## RECORDS TO PROCESS
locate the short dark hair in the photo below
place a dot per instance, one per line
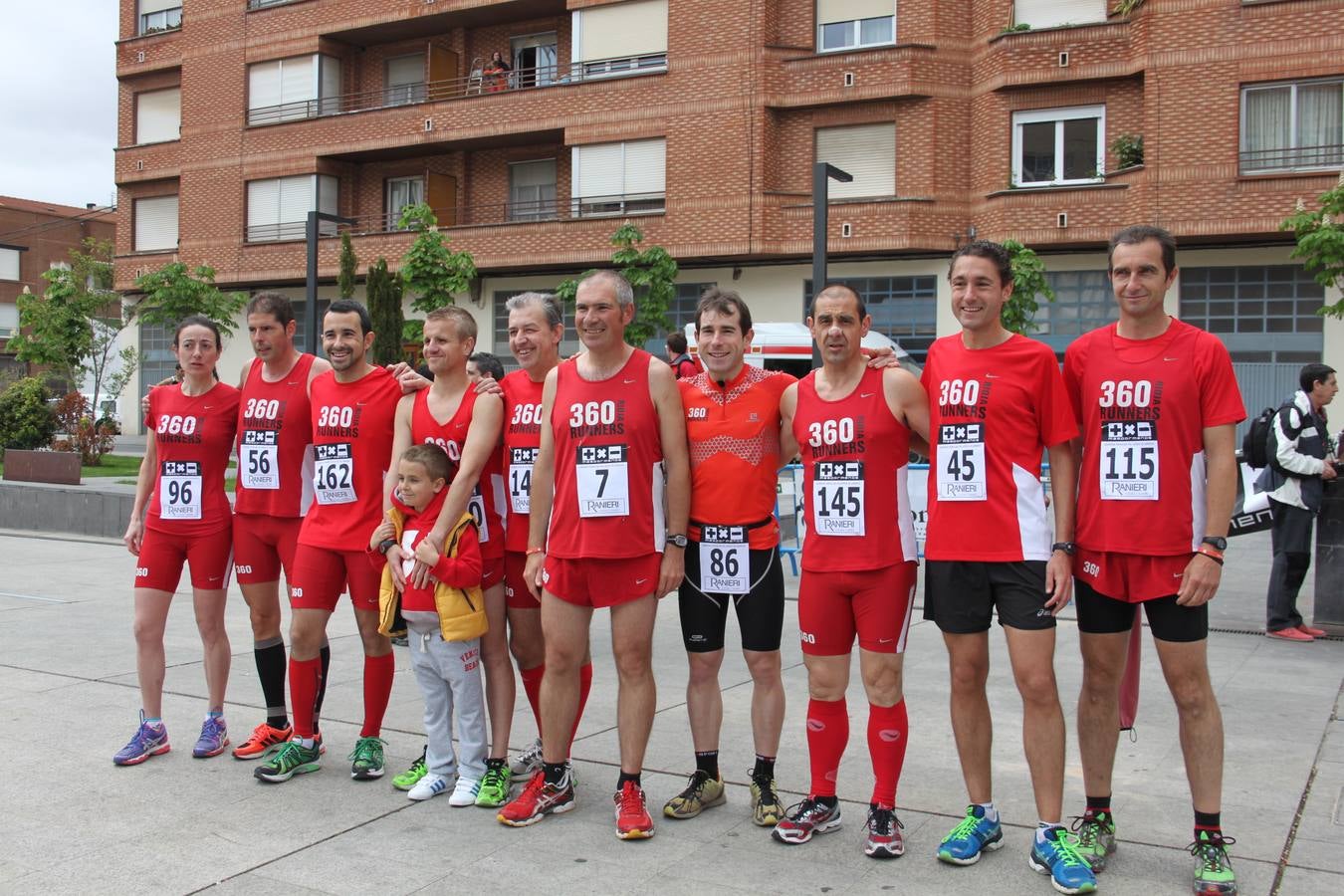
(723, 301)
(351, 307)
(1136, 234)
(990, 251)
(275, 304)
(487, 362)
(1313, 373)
* * *
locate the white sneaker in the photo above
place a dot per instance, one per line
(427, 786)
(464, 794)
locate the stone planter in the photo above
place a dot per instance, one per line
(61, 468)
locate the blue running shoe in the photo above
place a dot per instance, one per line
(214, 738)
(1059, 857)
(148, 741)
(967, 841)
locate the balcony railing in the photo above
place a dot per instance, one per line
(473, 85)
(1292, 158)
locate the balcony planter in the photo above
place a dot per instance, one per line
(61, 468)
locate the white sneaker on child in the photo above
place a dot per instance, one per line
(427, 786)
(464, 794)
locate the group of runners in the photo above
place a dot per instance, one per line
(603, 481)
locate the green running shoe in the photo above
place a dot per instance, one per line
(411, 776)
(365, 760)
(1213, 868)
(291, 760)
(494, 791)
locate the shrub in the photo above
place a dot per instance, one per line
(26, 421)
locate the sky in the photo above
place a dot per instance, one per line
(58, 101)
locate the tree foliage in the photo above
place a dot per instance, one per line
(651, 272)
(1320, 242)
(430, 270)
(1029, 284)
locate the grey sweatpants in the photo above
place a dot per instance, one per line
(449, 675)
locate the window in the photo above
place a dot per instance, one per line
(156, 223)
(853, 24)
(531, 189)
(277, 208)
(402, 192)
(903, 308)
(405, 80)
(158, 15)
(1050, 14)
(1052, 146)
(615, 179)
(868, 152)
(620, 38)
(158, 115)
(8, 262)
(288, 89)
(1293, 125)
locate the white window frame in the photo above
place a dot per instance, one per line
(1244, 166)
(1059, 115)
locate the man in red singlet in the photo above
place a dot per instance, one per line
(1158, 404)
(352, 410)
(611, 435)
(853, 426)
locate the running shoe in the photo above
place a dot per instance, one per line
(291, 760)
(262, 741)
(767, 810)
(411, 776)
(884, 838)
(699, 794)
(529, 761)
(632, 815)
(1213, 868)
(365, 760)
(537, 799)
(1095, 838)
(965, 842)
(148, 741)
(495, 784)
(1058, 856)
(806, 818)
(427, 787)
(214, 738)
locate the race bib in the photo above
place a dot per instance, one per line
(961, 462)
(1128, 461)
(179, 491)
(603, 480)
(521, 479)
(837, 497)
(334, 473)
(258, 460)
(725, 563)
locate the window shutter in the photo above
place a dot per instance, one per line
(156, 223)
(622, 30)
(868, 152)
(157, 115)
...
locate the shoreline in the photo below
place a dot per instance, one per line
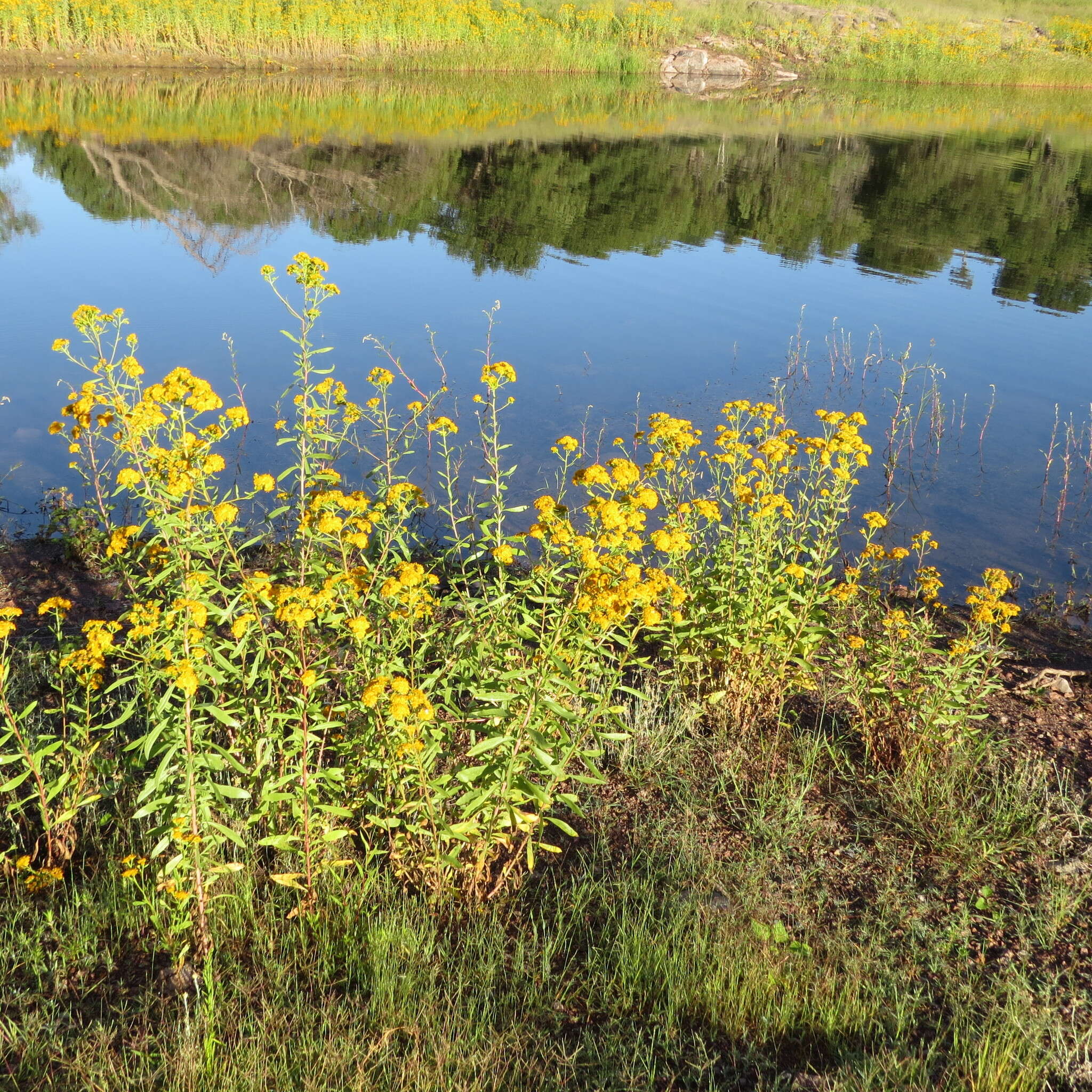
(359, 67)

## TASK GOAL
Go through the data and gather every line that holds "shoe".

## RESPONSE TO THE TASK
locate the blue running shoe in the photo above
locate the green running shoe in the photo above
locate the running shoe in the photo above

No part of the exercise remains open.